▸ **Instructions to follow**
Please rewrite the stretch from the start of the material through the line that contains "point(38, 22)", including that line, with every line kept. Shift each point coordinate in the answers by adding 129 to it.

• • • • • • •

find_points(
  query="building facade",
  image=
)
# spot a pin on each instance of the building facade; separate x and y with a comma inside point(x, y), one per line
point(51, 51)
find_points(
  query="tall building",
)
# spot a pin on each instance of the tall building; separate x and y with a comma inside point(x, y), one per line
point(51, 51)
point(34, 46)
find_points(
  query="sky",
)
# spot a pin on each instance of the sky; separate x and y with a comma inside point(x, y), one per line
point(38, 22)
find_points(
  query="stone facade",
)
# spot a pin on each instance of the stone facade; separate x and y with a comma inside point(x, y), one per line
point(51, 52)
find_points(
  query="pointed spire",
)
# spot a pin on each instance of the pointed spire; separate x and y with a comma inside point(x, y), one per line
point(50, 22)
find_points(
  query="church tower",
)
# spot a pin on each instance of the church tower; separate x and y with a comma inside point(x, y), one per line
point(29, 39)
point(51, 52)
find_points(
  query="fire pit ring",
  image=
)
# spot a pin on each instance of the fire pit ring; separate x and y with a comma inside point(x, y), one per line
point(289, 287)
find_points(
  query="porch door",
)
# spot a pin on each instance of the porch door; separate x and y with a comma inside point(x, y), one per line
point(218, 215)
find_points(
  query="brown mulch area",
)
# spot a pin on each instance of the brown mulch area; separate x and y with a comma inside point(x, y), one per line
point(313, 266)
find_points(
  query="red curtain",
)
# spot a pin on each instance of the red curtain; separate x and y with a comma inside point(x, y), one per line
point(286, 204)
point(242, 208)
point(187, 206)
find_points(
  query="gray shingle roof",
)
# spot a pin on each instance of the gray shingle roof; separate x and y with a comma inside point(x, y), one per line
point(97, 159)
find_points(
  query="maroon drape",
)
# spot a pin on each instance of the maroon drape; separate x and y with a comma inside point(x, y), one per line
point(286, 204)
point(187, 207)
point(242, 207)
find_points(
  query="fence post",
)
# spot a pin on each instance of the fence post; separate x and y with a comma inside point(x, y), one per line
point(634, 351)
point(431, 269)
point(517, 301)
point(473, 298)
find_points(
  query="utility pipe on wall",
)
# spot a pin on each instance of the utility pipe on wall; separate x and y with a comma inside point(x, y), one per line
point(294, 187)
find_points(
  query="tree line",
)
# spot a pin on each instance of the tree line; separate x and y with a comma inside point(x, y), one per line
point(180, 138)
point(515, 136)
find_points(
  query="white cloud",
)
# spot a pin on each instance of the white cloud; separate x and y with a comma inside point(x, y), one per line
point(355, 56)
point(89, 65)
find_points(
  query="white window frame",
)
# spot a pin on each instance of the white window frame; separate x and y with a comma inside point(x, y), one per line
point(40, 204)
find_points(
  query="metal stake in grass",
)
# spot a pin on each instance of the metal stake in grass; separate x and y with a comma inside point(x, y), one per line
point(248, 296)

• • • • • • •

▸ **The result**
find_points(
  query="building facade",
  image=
)
# spot a pin on each instance of the building facade; separate x and y with a comma inside point(x, y), one per line
point(180, 180)
find_points(
  query="tall building",
)
# spot a pin on each instance of the tall building; separate x and y with a comma inside point(x, y), one per line
point(180, 180)
point(163, 175)
find_points(
  query="sky",
)
# spot a pin on each instance of the sky; separate x and y with a comma inside point(x, y), one per line
point(167, 151)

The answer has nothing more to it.